=== Begin Enclosure ===
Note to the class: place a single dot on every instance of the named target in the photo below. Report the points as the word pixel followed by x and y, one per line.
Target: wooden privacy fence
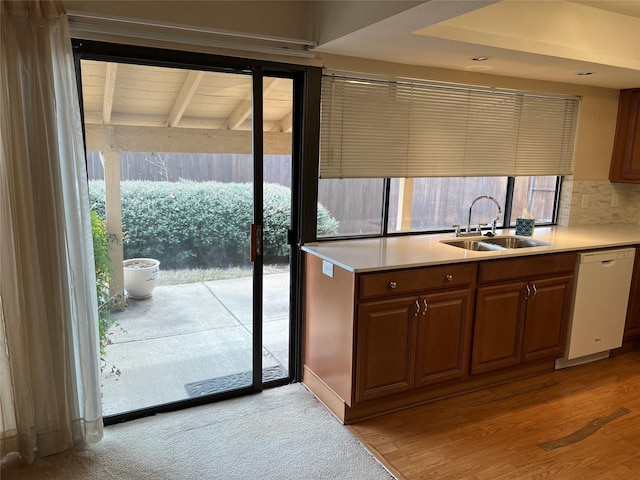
pixel 356 203
pixel 173 167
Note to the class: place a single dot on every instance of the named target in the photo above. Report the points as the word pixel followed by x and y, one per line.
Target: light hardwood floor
pixel 578 423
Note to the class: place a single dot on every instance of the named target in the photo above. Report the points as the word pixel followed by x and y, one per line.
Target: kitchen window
pixel 375 207
pixel 401 155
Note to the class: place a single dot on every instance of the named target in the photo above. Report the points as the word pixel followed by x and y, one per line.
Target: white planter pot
pixel 141 275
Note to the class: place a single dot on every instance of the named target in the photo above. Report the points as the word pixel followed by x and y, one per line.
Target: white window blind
pixel 376 129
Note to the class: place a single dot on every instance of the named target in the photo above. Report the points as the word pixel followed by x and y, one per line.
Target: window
pixel 433 204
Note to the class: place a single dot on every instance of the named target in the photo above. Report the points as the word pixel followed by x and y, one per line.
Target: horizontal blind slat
pixel 374 129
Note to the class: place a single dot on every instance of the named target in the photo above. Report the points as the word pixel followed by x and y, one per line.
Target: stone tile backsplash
pixel 598 202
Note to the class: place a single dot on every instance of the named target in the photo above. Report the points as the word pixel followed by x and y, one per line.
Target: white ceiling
pixel 538 39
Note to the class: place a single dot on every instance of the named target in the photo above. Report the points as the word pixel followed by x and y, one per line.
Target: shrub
pixel 104 272
pixel 201 224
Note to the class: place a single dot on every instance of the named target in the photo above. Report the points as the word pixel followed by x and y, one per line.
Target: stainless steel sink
pixel 506 242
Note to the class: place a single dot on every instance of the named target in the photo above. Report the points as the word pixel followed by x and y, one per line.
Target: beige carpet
pixel 282 433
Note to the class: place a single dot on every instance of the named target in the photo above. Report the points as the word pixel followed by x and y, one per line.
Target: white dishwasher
pixel 601 294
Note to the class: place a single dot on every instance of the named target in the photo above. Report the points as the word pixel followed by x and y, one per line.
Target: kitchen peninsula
pixel 394 322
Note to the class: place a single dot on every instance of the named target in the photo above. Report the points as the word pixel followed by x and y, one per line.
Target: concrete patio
pixel 191 333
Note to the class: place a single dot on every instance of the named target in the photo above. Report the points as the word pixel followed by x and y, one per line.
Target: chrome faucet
pixel 477 230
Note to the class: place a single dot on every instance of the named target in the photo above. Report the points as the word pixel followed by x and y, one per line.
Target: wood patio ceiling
pixel 161 104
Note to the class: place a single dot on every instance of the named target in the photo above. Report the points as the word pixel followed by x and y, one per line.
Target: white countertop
pixel 373 254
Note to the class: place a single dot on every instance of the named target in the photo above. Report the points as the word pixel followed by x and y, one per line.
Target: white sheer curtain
pixel 49 356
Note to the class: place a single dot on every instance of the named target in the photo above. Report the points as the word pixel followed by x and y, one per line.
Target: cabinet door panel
pixel 443 335
pixel 544 326
pixel 384 348
pixel 625 161
pixel 497 336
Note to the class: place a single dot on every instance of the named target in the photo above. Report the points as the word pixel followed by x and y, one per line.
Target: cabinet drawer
pixel 416 280
pixel 526 267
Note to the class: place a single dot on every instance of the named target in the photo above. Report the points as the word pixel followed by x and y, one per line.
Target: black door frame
pixel 306 114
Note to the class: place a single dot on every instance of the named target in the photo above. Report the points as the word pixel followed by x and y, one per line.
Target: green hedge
pixel 201 224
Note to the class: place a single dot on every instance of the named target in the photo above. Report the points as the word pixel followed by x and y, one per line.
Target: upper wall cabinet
pixel 625 162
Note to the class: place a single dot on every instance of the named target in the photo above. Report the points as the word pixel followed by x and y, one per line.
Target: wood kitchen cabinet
pixel 379 341
pixel 625 160
pixel 412 342
pixel 521 314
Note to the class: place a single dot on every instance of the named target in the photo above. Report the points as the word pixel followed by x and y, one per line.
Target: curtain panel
pixel 49 355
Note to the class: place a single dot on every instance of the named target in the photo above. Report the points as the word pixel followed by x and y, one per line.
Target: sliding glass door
pixel 190 178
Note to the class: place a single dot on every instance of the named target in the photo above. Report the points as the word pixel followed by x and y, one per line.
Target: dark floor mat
pixel 232 382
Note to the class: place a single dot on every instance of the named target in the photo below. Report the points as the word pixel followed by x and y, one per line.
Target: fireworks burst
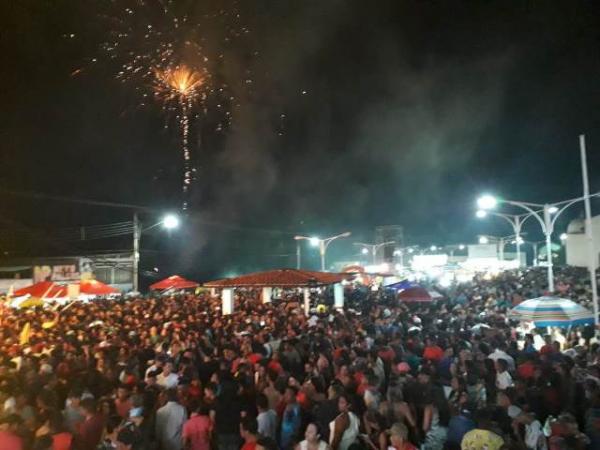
pixel 184 86
pixel 161 48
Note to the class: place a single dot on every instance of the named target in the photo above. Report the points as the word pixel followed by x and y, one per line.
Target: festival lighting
pixel 486 202
pixel 170 221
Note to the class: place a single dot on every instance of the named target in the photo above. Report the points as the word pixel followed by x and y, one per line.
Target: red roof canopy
pixel 95 287
pixel 46 289
pixel 415 295
pixel 174 282
pixel 281 278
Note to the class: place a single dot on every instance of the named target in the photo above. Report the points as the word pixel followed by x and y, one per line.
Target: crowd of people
pixel 172 373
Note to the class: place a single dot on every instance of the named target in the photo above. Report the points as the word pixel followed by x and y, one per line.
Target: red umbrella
pixel 415 295
pixel 95 287
pixel 173 282
pixel 46 289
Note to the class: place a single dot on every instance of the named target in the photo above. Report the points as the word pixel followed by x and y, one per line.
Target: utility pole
pixel 136 251
pixel 592 255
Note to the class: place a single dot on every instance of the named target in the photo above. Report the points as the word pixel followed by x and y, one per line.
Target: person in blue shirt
pixel 292 419
pixel 459 425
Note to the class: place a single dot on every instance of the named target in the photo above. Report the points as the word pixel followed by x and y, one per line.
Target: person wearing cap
pixel 197 430
pixel 169 422
pixel 399 438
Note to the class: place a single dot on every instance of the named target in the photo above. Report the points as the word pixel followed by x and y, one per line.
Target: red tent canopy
pixel 281 278
pixel 174 282
pixel 95 287
pixel 46 289
pixel 414 295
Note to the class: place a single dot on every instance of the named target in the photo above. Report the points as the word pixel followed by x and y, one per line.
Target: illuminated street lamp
pixel 169 222
pixel 546 214
pixel 516 221
pixel 321 243
pixel 373 248
pixel 500 242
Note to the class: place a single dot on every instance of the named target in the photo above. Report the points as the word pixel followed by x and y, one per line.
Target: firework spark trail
pixel 160 48
pixel 183 86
=== End Enclosure ===
WORK TO COMPLETE:
With the images removed, reproduce all the material above word for word.

RESULT:
Note to the class: place a single dot on every instance of the named target in the photo below. Report the points as the word pixel followed by x and y, one per line.
Target: wooden privacy fence
pixel 356 203
pixel 173 167
Note to the class: place a single dot on every instance of the named target in the photo above. Report the points as the word pixel followed by x and y, one per line.
Target: light hardwood floor
pixel 578 423
Note to the class: place a single dot on every instance of the named target in the photo above. Report the points as the word pixel followed by x and y, one per line.
Target: kitchen window
pixel 375 207
pixel 401 155
Note to the class: place a single dot on every instance of the named target in the photo above. Report the points as the word pixel followed by x and y, one per line.
Target: white planter pot
pixel 141 275
Note to the class: place a single dot on every instance of the named target in the photo above. Report the points as the word pixel followed by x and y, one per line.
Target: white window blind
pixel 376 129
Note to the class: place a single dot on every instance of the named target in the photo above. Report the points as the word pixel followed by x and y, one per line.
Target: window
pixel 433 204
Note to the class: place a single dot on every instance of the named target in the photo above. Report the points as the word pixel followed by x and y, one per line.
Target: horizontal blind slat
pixel 374 129
Note to the class: place a single dot on every instance of the named target in the photo above. Report the points as the word pixel followed by x and y, one per line.
Target: stone tile backsplash
pixel 598 202
Note to the class: place a single dot on every instance of the named target in the photo above. Report the points as the word pixel followed by x and y, one per line.
Target: white ceiling
pixel 538 39
Note to the class: place a single dot on every instance of the named target in the photo above. Report the points as the word pixel followed by x and y, one per line.
Target: shrub
pixel 104 272
pixel 201 224
Note to the class: place a single dot on every instance of the named target in the photo above. Report the points as the word pixel followed by x and y, one per line.
Target: stainless steel sink
pixel 506 242
Note to the class: place a single dot on every instance of the named target in the photo above. Report the points as the word pixel followed by x and y, one per line.
Target: beige carpet
pixel 282 433
Note to the class: place a single dot on every instance of the named target in the photo above. Report the points as the word pixel followed by x and y, one per line.
Target: white dishwasher
pixel 601 294
Note to the class: place a single dot on every instance of the named target in the photo above. Report the points as the word pixel followed by x and y, one per line.
Target: kitchen peninsula
pixel 394 322
Note to the class: place a single dot on every instance of the named target in the photo above. Report the points as the word pixel followed by x and y, one per line.
Target: concrete patio
pixel 191 333
Note to the class: place a single dot on every instance of the named target in the photo above. Report the points as the word pixel followed by x and y, one per line.
Target: chrome faucet
pixel 477 230
Note to the class: place a single dot on every instance of the named target in the photo above. Report the points as the word pixel followed by x and y, one per line.
Target: wood patio ceiling
pixel 161 104
Note to the class: place a single dot on every instance of the named target in the photo above. Report the points as the word pixel followed by x and y, one per line.
Target: white countertop
pixel 373 254
Note to the class: place a single dot on every instance of the named target in the photo above. Report the points as the word pixel followed by x and y, one per line.
Target: white sheer curtain
pixel 49 356
Note to the class: place a single dot on every instance of the named target in the photo above. Report the points as the word pixel followed by x and y, one per line.
Target: cabinet door panel
pixel 443 335
pixel 544 326
pixel 384 348
pixel 625 161
pixel 497 336
Note to the class: place a single dot on every instance of the named target in the photo above. Report the points as the word pixel followed by x and y, one per line.
Target: cabinet drawer
pixel 416 280
pixel 526 267
Note to the class: place a single dot on every instance of the named target in the photo above. Report the points as the word pixel followed by x and y, one per line.
Target: black door frame
pixel 306 114
Note to the class: place a single dot on every instance of the named target in the photo above. Report the points as the word pixel followed by x and y, one per line.
Target: green hedge
pixel 201 224
Note to the class: place a single dot on every instance of the named target in the photo above. Report the points as the word pixel followed by x and y, one per line.
Target: upper wall cabinet
pixel 625 162
Note to the class: place a single dot on every instance of the named target in the photo above. Report the points as the word pixel followed by x and y, one per line.
Target: wood kitchen cabinet
pixel 379 341
pixel 625 160
pixel 412 342
pixel 521 314
Note to the class: place a single dot on every instance of the named target in the photo above. Report the points as the word pixel followed by x and y, one per line.
Target: curtain panel
pixel 49 355
Note to the class: place a single dot on every instance of the named target in the photo above. Report the points as the word pixel followed by x and y, one per line.
Target: sliding glass door
pixel 190 178
Note to the class: place a single dot on every instance of the named target in the photo above. Report the points as the word pixel followed by x and y, one per line.
Target: dark floor mat
pixel 232 382
Note to the class: place a single dot on every instance of the named target in the photo below. Report the points as the word pixel followed by x and y, one per line.
Target: fireworks burst
pixel 184 86
pixel 161 48
Note to the class: place a single dot on every instance of the named target in the photo above. Report the points as the word pixel followed by x and y, one per line.
Target: festival lighting
pixel 486 202
pixel 170 221
Note to the class: place a single dot on every instance of the named target in the photo above. Report the points as the word pixel followed by x and y, one per line.
Target: red roof canopy
pixel 95 287
pixel 46 289
pixel 415 295
pixel 174 282
pixel 281 278
Note to the class: place a single dot on every instance of the named target in the photo above. Report the points as the word pixel followed by x and y, one per line.
Target: crowd of people
pixel 172 373
Note to the class: place a single dot on every instance of the named target in the photo above. Report the points as the word pixel followed by x and y, one per line.
Target: red umbrella
pixel 415 295
pixel 95 287
pixel 173 282
pixel 46 289
Note to the class: place a single dot on every instance of the named target in the photo above. Report the points as the word pixel followed by x and y, one per line.
Target: utility pole
pixel 136 251
pixel 592 255
Note to the class: place a single dot on every instance of the named target in the photo above. Report the points as the word pixel followed by x and y, one per line.
Target: person in blue shirt
pixel 292 419
pixel 459 425
Note to the class: place a single dot on every instance of the named target in the photo above. Report the points as the word pixel followed by x and y, one per line.
Target: person wearing cap
pixel 197 430
pixel 169 422
pixel 399 438
Note to the class: place a single dot on every instance of the named target in the photo above. Report the points as the word pixel followed by x and y, one per line.
Target: red tent canopy
pixel 281 278
pixel 174 282
pixel 95 287
pixel 46 289
pixel 414 295
Note to the class: place a single dot on every instance of the named target in the photo above. Report the points as the word pixel followed by x and y, one per line.
Target: illuminated street lamp
pixel 169 222
pixel 546 214
pixel 516 221
pixel 321 243
pixel 373 248
pixel 500 242
Note to the class: place a single dot on every instance of the named target in the photo above. Report the points as the word pixel followed by x and y, one per line.
Target: firework spark trail
pixel 160 48
pixel 183 86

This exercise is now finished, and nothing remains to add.